- [TO DO]
Once you reach the line that contains "Exercise. Point to the pen in", retype it and every line after it exactly, ending with the last line of the entries.

- [RAW DATA]
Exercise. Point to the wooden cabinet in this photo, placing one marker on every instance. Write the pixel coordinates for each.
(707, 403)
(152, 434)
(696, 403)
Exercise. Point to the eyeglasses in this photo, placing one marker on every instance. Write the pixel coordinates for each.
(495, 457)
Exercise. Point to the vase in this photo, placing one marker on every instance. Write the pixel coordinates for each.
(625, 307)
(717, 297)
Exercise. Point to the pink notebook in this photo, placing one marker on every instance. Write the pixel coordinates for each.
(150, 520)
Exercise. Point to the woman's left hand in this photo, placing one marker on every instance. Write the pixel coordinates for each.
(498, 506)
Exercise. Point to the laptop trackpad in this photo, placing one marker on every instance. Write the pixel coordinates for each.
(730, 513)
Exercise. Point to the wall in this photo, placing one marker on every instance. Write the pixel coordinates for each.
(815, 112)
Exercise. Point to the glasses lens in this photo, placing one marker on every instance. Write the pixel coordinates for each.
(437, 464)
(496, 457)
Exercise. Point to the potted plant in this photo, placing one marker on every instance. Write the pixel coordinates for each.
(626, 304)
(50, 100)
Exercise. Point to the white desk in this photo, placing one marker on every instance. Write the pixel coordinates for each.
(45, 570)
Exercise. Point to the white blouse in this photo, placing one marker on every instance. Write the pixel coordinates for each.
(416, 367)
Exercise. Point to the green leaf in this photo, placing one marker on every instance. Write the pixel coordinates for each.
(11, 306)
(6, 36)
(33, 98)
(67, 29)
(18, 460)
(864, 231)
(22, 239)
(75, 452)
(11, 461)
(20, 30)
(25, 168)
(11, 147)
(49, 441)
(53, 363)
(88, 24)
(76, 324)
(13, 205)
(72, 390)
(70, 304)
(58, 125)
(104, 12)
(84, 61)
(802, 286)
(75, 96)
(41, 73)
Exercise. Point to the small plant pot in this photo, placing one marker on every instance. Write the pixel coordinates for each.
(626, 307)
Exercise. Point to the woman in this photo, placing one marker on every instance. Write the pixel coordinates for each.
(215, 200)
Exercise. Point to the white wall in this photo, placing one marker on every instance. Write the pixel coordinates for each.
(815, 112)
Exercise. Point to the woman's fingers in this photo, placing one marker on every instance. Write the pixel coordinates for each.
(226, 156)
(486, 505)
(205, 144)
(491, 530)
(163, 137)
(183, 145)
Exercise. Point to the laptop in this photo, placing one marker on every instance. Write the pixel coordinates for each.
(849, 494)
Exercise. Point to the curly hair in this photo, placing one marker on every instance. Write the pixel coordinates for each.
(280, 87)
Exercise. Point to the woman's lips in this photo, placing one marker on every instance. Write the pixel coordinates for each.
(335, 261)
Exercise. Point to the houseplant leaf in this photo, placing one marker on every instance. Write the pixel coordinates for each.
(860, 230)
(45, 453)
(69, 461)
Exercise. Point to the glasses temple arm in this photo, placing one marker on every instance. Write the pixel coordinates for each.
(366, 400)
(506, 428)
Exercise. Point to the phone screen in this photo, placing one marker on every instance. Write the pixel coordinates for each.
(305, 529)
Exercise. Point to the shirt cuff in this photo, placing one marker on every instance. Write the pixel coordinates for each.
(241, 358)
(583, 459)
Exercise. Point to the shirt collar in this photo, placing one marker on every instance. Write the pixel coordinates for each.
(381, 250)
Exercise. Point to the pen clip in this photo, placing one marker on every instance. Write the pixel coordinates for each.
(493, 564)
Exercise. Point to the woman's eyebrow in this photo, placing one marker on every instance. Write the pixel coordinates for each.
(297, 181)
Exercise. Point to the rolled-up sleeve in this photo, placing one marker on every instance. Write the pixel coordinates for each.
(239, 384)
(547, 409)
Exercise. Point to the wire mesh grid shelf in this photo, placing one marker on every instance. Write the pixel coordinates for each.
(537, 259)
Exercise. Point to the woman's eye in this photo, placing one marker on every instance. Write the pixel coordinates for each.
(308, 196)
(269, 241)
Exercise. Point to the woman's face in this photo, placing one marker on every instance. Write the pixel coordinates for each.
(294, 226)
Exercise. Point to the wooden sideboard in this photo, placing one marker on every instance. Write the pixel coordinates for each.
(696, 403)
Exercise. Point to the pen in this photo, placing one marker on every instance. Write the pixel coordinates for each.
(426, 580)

- [TASK RESPONSE]
Exercise. Point to the pen in this photo, placing one marker on every instance. Write the pixel coordinates for each.
(426, 580)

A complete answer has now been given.